start

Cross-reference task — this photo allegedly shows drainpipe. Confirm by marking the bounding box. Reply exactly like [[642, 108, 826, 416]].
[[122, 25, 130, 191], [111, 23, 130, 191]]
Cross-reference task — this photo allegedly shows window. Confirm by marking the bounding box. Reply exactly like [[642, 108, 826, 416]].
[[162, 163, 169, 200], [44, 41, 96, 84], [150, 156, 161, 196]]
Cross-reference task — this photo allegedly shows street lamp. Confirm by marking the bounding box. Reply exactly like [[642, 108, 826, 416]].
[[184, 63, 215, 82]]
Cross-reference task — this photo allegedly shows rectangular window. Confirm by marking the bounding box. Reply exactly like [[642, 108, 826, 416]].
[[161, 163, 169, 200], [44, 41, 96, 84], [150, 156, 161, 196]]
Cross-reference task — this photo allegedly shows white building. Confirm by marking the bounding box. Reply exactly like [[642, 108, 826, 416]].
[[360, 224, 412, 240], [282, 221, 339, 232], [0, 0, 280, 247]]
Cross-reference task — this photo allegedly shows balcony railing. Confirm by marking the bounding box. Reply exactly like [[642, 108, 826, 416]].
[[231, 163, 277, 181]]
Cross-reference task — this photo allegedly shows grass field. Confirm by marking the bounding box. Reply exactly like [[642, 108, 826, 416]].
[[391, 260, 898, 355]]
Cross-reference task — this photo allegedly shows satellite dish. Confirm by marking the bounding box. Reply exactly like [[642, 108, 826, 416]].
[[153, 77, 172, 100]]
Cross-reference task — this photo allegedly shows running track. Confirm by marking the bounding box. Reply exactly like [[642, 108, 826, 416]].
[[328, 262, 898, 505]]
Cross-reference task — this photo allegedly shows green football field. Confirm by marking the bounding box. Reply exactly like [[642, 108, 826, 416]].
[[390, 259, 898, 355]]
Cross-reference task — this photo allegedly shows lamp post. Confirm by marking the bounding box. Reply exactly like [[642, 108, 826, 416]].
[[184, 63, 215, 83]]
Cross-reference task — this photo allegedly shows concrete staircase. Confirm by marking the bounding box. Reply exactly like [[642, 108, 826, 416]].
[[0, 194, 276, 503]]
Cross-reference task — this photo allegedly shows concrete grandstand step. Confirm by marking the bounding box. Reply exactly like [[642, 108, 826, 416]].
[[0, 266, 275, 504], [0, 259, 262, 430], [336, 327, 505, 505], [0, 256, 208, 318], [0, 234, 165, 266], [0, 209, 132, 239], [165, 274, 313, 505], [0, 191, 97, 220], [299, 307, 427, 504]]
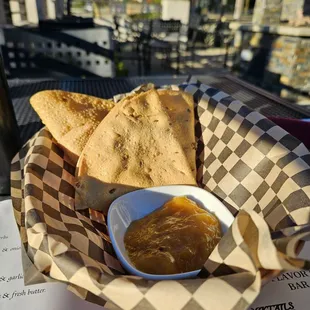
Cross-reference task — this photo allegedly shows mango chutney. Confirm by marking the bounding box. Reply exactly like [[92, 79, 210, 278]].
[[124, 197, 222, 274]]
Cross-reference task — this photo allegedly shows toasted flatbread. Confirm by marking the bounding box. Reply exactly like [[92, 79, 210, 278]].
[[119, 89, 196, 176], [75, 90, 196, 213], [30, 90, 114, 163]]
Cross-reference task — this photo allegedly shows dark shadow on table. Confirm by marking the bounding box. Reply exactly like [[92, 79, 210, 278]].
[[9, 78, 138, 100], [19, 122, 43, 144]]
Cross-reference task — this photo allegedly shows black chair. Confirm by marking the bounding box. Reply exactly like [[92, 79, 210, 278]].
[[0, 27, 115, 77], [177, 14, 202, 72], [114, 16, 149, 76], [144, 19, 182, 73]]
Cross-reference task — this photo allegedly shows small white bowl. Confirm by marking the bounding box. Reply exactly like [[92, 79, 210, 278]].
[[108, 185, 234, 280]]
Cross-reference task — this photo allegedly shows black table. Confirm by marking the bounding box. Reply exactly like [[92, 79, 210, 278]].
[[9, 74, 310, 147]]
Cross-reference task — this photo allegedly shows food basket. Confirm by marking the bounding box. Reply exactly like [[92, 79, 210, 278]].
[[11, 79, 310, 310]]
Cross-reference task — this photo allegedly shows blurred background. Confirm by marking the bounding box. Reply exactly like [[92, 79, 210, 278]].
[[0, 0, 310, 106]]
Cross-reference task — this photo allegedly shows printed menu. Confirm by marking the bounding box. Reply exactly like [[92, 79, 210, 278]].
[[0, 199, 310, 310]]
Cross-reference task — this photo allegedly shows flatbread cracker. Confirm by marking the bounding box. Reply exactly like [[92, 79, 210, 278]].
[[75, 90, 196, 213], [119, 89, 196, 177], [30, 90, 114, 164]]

end
start

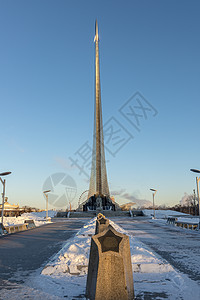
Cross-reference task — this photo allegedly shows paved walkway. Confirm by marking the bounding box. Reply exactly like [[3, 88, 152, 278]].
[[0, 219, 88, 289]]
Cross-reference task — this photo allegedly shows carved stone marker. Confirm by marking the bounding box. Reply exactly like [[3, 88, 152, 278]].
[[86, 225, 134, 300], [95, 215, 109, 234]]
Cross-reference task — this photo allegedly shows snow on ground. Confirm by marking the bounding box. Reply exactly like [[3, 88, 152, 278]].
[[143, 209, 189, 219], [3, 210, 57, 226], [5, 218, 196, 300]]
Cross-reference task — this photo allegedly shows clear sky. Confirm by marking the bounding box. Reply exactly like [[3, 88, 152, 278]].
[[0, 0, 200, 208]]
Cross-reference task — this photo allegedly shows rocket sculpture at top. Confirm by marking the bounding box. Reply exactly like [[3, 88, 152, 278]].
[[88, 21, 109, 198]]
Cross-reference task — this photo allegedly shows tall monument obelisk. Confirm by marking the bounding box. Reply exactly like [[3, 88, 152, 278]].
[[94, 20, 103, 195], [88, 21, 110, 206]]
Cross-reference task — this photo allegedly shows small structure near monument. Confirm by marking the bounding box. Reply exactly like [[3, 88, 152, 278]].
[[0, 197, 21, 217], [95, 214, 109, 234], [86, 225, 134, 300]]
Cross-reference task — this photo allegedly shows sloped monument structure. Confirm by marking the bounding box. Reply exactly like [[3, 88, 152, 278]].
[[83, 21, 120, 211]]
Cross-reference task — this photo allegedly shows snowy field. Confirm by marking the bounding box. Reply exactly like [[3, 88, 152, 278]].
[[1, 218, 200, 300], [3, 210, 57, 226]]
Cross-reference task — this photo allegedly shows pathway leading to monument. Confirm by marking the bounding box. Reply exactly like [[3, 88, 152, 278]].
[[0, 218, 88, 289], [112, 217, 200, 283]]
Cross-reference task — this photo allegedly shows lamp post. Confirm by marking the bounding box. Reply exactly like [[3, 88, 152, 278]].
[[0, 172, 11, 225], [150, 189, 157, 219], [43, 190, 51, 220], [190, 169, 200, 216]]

end
start

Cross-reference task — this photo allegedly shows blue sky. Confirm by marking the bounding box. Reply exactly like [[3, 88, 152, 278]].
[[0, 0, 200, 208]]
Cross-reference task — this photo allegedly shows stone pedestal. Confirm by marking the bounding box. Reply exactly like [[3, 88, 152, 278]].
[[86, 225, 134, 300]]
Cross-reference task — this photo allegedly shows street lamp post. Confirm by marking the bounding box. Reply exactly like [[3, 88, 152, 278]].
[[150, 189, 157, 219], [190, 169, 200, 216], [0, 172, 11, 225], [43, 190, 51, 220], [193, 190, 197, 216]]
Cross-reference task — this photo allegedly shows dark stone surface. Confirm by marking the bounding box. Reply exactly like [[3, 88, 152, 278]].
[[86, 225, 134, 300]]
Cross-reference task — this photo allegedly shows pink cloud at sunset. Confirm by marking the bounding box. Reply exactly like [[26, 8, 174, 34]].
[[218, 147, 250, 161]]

end

* **To do**
Lay out the stretch of rows above that opens with the line containing "shows small structure" and closes with the line containing "169, 200, 216]]" as a JSON list of strings, one string per line, with blank lines left out.

* **Solution to the problem**
[
  "Cross-reference task — this photo allegedly shows small structure near monument. Confirm by marking the bounding box. Reply exactly like [[3, 88, 152, 278]].",
  "[[0, 197, 21, 217], [95, 214, 109, 234], [86, 225, 134, 300]]",
  "Cross-reference task — this photo allegedly shows sloped monument structure. Confirm by marking the bounding box. Reply exactly like [[3, 88, 152, 278]].",
  "[[83, 21, 120, 211]]",
  "Cross-reference task — this photo allegedly shows snowy field. Confirm by marking the bounding box. Reply exactly like [[3, 88, 152, 278]].",
  "[[1, 218, 200, 300], [3, 210, 57, 226]]",
  "Cross-reference task — this photo allegedly shows pathway leading to monument. Confirm by marking the bounding box. Reply exactly like [[3, 88, 152, 278]].",
  "[[0, 218, 88, 289], [112, 217, 200, 283]]",
  "Cross-reference task — this photo allegedly shows lamp post. Confirm by marking the bounding box. Reply exactly like [[3, 88, 152, 278]].",
  "[[0, 172, 11, 225], [150, 189, 157, 219], [43, 190, 51, 220], [190, 169, 200, 216]]"
]